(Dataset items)
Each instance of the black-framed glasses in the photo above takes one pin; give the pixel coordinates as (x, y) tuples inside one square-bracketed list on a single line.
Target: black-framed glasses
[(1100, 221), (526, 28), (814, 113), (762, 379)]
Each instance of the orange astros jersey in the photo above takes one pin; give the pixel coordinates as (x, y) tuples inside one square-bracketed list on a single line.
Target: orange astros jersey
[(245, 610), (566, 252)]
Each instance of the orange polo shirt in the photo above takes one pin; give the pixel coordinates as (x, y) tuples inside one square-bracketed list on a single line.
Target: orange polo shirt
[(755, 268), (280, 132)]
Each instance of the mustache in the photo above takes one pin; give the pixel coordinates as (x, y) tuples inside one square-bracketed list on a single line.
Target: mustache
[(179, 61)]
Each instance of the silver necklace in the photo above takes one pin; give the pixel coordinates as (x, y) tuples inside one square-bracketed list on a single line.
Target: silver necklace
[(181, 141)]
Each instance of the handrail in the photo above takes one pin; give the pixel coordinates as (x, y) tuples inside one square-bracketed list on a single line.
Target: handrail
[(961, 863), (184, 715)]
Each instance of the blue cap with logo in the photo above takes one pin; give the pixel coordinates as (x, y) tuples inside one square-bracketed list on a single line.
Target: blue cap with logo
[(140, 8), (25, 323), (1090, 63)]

- **Exercise objective**
Write out a word-for-word copy of every entry above.

- **Solution for this problem**
Each instance of the black-framed glasses in the photo above takes one pin; give the pixel coordinates as (x, y) tuples inside one square-bracketed list on a single line.
Target: black-framed glasses
[(1100, 221), (526, 28), (814, 113), (762, 379)]
Each instance of the orange astros jersey in the photo above takes one pin; give the pixel coordinates as (x, y) tuples inside one square-bracketed list on a single line.
Target: orange astros jersey
[(245, 610), (566, 252)]
Each instance of the orange polo shirt in the photo above takes one pin; give the pixel coordinates as (x, y) tuples inside one square-bracketed list on a single line.
Target: orange polo shirt
[(755, 268), (280, 132)]
Each instance of the mustache in the photo above takes one pin; give the pixel coordinates as (x, y) tuples inside one square-bracketed list on a single line.
Target: mustache
[(179, 61)]
Each instance of the silver necklace in the photo above takes one pin; give the pixel coordinates as (x, y) tuples inside one square-bracketed list on a single line.
Target: silver necklace
[(181, 141)]
Each instance of the handrail in the photo above takes one pin; give the pixel coordinates as (x, y) tuples inside one square-bracketed list on a single line.
Target: handrail
[(961, 863), (184, 715)]
Each instance of the blue cap with logo in the photo above takes one pin; give the pixel coordinates as (x, y) tuples inside one square-bracketed list on a single line.
Target: blue cap with logo
[(140, 8), (25, 323), (1090, 63)]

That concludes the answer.